After repeating the line containing "query (the noun phrase to outline): thick", stop; until then, repeat each line of the listing below exactly, starting with the first.

─── ENTRIES SUPPLIED ───

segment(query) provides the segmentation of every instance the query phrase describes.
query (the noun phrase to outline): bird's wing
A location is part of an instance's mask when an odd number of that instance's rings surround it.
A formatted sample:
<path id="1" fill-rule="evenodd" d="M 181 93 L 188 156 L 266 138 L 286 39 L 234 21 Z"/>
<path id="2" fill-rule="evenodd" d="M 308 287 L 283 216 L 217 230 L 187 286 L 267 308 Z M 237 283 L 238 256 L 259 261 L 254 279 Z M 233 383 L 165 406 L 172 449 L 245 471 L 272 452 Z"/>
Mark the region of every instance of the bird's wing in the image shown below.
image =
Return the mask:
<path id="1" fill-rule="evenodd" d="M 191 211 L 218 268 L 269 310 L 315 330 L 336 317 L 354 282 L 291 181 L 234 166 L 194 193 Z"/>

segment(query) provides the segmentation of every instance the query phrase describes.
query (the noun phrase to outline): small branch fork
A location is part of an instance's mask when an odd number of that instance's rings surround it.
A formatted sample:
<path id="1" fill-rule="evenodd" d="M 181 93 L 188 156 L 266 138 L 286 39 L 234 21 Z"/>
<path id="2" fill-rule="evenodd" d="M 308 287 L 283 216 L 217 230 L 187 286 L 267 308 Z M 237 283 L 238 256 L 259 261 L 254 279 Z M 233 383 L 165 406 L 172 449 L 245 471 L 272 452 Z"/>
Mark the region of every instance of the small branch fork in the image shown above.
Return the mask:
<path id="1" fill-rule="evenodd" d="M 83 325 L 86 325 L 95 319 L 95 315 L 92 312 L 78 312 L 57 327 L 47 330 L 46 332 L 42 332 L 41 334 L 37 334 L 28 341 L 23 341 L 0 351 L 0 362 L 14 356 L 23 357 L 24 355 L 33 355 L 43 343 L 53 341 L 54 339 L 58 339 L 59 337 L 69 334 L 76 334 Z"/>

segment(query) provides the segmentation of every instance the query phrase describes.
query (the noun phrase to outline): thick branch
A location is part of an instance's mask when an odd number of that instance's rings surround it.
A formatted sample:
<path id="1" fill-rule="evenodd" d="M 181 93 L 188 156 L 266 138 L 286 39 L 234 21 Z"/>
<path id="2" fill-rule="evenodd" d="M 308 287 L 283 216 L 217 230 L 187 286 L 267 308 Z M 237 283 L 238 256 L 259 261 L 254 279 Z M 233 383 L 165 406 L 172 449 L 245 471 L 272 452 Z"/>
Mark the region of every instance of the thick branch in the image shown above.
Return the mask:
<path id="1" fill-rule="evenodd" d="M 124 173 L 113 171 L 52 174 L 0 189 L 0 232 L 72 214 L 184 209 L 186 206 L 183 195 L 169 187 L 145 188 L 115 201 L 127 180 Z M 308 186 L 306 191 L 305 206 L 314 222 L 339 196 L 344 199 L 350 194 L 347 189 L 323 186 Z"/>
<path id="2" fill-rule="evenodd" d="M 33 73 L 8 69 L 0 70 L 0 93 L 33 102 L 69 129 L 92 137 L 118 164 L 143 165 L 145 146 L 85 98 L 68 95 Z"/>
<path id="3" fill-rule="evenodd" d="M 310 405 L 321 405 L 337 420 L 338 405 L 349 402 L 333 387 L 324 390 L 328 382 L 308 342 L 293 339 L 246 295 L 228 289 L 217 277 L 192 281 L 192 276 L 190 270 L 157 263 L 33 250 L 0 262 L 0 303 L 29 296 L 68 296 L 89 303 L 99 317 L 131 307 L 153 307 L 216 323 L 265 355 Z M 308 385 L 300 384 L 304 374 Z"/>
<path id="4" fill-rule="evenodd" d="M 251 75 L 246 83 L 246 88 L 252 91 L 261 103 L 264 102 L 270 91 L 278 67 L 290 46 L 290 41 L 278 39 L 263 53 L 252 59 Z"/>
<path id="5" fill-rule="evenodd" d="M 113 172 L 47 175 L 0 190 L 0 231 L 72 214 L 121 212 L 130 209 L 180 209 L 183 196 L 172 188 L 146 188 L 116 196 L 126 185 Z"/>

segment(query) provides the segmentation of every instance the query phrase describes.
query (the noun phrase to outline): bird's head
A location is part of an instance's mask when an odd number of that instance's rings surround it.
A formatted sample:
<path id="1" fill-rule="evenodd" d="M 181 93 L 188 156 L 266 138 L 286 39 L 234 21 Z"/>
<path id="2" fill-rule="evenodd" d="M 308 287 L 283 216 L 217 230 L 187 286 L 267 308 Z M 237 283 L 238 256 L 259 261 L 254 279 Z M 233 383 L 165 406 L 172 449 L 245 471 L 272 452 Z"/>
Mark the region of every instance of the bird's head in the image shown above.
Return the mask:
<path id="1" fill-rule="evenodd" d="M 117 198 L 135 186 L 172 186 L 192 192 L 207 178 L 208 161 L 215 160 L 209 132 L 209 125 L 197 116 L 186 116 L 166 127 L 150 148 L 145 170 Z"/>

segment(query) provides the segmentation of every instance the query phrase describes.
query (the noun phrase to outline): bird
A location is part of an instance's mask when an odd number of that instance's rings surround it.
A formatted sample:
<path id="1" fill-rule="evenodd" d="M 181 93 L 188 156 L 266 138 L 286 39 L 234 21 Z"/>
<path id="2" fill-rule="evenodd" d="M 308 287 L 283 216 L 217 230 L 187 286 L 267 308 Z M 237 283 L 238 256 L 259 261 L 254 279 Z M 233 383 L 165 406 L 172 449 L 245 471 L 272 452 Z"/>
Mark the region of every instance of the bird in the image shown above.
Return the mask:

───

RESPONSE TO THE TASK:
segment(query) provides the segmentation of every instance the query phrase describes.
query (the noun phrase to outline): bird's wing
A location is part of an instance's mask when an odd number of that instance's rings surround it.
A formatted sample:
<path id="1" fill-rule="evenodd" d="M 181 93 L 188 156 L 266 138 L 286 39 L 234 21 Z"/>
<path id="2" fill-rule="evenodd" d="M 308 287 L 283 216 L 217 230 L 187 286 L 267 308 Z M 237 283 L 238 256 L 259 261 L 254 279 Z M 233 383 L 165 406 L 172 449 L 245 471 L 272 452 Z"/>
Mark the region of every instance of the bird's wing in the image shown below.
image =
Return the mask:
<path id="1" fill-rule="evenodd" d="M 191 211 L 218 268 L 269 310 L 315 330 L 336 317 L 354 282 L 291 181 L 234 166 L 194 193 Z"/>

segment(query) provides the segmentation of every instance the query phrase describes.
query (the noun phrase to outline): small branch fork
A location is part of an instance's mask when an odd number of that instance's rings surround it.
A formatted sample:
<path id="1" fill-rule="evenodd" d="M 181 93 L 188 156 L 266 138 L 286 39 L 234 21 Z"/>
<path id="2" fill-rule="evenodd" d="M 308 287 L 283 216 L 217 230 L 187 286 L 267 308 Z M 237 283 L 238 256 L 259 261 L 254 279 Z M 233 383 L 165 406 L 172 449 L 245 471 L 272 452 Z"/>
Mark the region of every instance of the small branch fork in the image shown above.
Return the mask:
<path id="1" fill-rule="evenodd" d="M 83 325 L 86 325 L 95 319 L 95 315 L 92 312 L 78 312 L 57 327 L 47 330 L 46 332 L 42 332 L 41 334 L 37 334 L 28 341 L 23 341 L 0 351 L 0 362 L 14 356 L 23 357 L 24 355 L 33 355 L 43 343 L 53 341 L 54 339 L 58 339 L 59 337 L 69 334 L 76 334 Z"/>

segment(query) provides the segmentation of every instance the query phrase describes.
query (the noun phrase to outline): thick branch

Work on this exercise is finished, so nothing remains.